> _Tâches à réaliser_:
**1.** Traduisez en anglais cette phrase de l'extrait sur la crise centrafricaine : « D’autres ont été déplacés à l’intérieur du pays pour échapper aux violences. »
**2.** D'après l'extrait sur la crise centrafricaine, à quelle date les rebelles de la Séléka ont-ils pris la capitale Bangui ?
**3.** Poursuivez le texte sur la crise centrafricaine à partir de sa dernière phrase.

> _Extrait du texte_:
Cinq ans après le début de la crise qui a vu s’affronter les factions de la Séléka, forces rebelles à l’origine du coup d’Etat qui a destitué le président Bozizé en mars 2013, et les anti-Balaka, milices armées qui se sont élevées en réaction à la violence de la Séléka, la question du retour des musulmans qui ont été persécutés se pose. En effet, ce conflit s’est suivi de répercussions violentes et massives envers la communauté musulmane, subissant par amalgame les exaltations communautaires et religieuses, principalement chrétiennes et animistes. Le retour des déplacés, permis par l’accalmie à la suite de l’élection du président Touadéra en 2016, amène une réflexion sur plusieurs points, notamment la question de leur intégration sociale, des droits de propriété et de leur sécurité.
Le blog « Africa at LSE » de la London School of Economic propose des articles d’experts sur l’actualité et les débats autour du continent africain. Enrica Picco, consultante indépendante, spécialiste sur la République démocratique du Congo et la RCA, revient sur le défi du retour des réfugiés et déplacés musulmans en Centrafrique dans le cadre de la série Displacement and Return.
Réfugiés et déplacés internes, les conséquences de la crise de 2013 sur la population
En décembre 2012 éclate le conflit centrafricain entre les rebelles de la Séléka et le gouvernement de François Bozizé. L’offensive militaire de groupes armés majoritairement de confession musulmane s’empare progressivement du territoire en partant du nord-est pour attaquer et prendre la capitale Bangui le 24 mars 2013. Face à ces violences et au coup d’Etat du chef de la Séléka, Michel Djotodia, le conflit prend par endroits une dimension interreligieuse, voyant des groupes armés s’en prendre à des civils présumés appartenir à la communauté à laquelle ils ne s’identifiaient pas. Les anti-balaka sont une coalition de chrétiens et d’animistes qui se veulent les défenseurs des populations et mènent des représailles envers les musulmans du pays, qu’ils soient d’anciens membres de la Séléka ou pas. Un « nettoyage ethnique systématique » s’est alors amorcé d’après la chercheuse, et a poussé de très nombreux musulmans, mais pas seulement, à se réfugier dans les pays voisins, Cameroun et Tchad principalement. D’autres ont été déplacés à l’intérieur du pays pour échapper aux violences. Selon les chiffres de l’UNHCR du mois de janvier 2018, 542 380 centrafricains sont réfugiés et 688 700 sont déplacés à l’intérieur du pays.

> _Données fournies_:
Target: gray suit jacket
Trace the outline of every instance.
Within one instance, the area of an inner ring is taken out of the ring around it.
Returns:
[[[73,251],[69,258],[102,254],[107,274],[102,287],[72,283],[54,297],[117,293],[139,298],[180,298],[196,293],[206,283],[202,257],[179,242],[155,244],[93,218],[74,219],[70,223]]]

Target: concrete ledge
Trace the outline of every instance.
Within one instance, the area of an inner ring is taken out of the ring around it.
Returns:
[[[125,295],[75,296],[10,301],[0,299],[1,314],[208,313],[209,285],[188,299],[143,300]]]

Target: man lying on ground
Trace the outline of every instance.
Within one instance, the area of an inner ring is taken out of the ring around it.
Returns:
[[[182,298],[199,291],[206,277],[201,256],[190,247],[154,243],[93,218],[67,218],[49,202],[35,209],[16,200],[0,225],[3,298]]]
---
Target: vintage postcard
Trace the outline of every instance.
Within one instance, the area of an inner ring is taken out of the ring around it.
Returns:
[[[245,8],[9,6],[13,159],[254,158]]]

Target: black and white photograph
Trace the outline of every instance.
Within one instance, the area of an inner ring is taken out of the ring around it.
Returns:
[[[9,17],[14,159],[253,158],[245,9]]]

> _Réponses par tâche_:
**1.** Others were displaced within the country to escape the violence.

**2.** Le 24 mars 2013.

**3.**
Les défis du retour, intégration sociale, sécurité et programmes de réconciliation
En 2016, suite à l’élection du Président Touadéra, l’atmosphère était plus apaisée, ce qui a permis à de nombreux déplacés et réfugiés de rentrer chez eux. Ces retours ont été spontanés et non pas organisés, en réponse au rétablissement progressif de l’autorité de l’Etat. S’ils sont positifs, ils présentent également des problèmes qui doivent être résolus pour que la stabilité se maintienne.
En quittant leurs villages, les déplacés laissent tout sur place. Leurs biens et propriétés sont alors souvent détruits, volés ou occupés. Il arrive même que les autorités locales refusent de rendre les biens ou intimident les personnes afin qu’elles ne réclament pas ce qu’elles ont laissé. Il reste également un fort ressentiment à l’égard des populations musulmanes qui sont une minorité en RCA, à hauteur de 10 à 15 % de la population. La majorité des Centrafricains les perçoivent comme des étrangers, venus du Tchad ou du Sud Soudan. Les discriminations auxquelles ils font face sont nombreuses, depuis les contrôles de police jusqu’aux refus de les employer. Les profondes lacunes de l’administration centrafricaine les prive également le plus souvent de documents d’identification nationale, ce qui contribue à leur marginalisation. Les questions d’identité et de citoyenneté doivent être réglées pour envisager un retour plus serein et une inclusion effective sur tout le territoire.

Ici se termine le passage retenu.